#### Supplied data ####

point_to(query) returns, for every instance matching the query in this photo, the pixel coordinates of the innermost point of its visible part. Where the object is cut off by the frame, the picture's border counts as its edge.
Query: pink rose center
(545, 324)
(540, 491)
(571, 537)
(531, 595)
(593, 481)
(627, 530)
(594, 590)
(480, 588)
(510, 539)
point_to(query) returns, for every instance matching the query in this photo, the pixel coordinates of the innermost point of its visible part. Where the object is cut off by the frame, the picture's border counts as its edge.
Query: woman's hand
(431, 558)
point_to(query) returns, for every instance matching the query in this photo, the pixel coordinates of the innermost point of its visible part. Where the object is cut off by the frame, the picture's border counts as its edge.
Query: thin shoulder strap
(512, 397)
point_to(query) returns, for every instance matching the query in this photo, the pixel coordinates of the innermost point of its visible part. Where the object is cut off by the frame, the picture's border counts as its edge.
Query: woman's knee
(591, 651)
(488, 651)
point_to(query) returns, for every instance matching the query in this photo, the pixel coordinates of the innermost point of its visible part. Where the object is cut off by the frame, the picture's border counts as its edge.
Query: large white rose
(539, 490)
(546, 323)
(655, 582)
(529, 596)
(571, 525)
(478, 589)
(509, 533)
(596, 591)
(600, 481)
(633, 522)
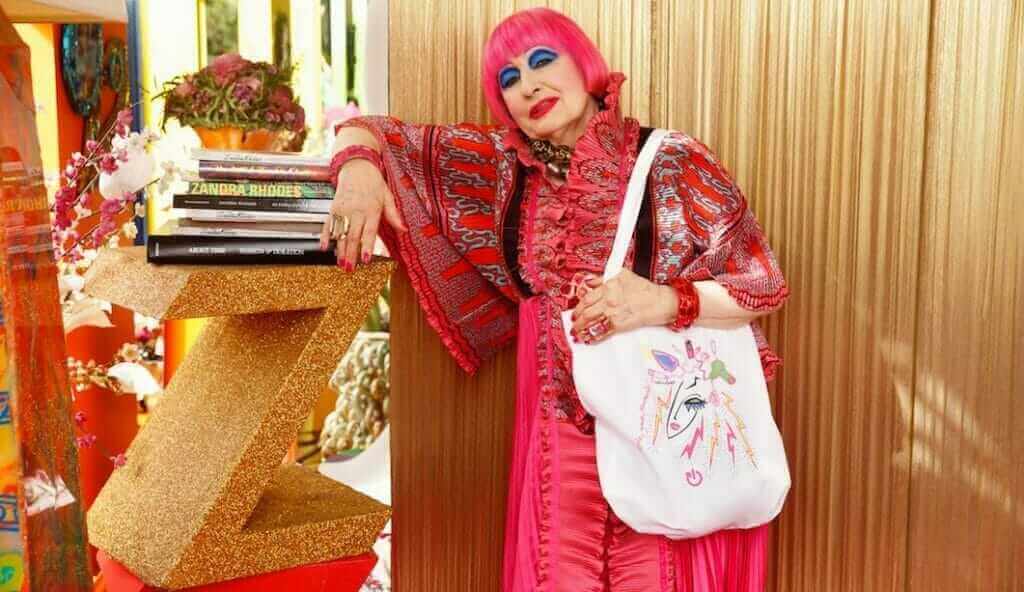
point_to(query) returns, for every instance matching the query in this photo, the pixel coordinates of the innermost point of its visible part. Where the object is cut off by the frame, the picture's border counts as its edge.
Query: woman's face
(546, 96)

####

Task: Leave out the pictures and print each record exactly as it stands.

The output:
point_to(query) returns, for every instance matching the query in this photo, the pixel coordinates of the innermost point of its visible part. Where the object is cut off by the frame, the picture's border counts as its edge.
Query: pink rose center
(545, 324)
(540, 491)
(571, 537)
(531, 595)
(593, 481)
(627, 530)
(594, 590)
(480, 588)
(510, 539)
point_to(query) returns, for every instance matching the query in this photo, the pixel coordinates of the innermost point of its visible part. Where the object is cut off by the frame, the picture's border counts as its edge.
Query: woman's hand
(431, 558)
point_to(query) returns, for every instance matching the query in this photo, the pixel coordinates of the innermost point of its visible part. Where the object is cut off by the frame, the picture's border counts as its edge.
Query: thin shoulder strap
(512, 397)
point_to(query) returns, for every instance matching the query in this photo, the pixel coordinates of the innermost point of its visible part. Where the object is cut off by the frame, the picture's border counts as its edge.
Query: woman's knee
(591, 651)
(488, 651)
point_to(query) returns, for every instance matching the query in this photo, the pixel coordinates of the innermost point of its visible part. Where the object is cut off by the frame, the picture's border counts as its edge.
Query: large white rose
(539, 490)
(546, 323)
(655, 582)
(529, 596)
(571, 525)
(478, 589)
(509, 533)
(596, 591)
(600, 481)
(633, 522)
point_to(query) returns, for every instance matching the query in this photo, the pixel coordinates of the innermost point of its visible part. Where the object is cut off by the frame, the picture's border counts as its edge.
Query: woman's face
(546, 96)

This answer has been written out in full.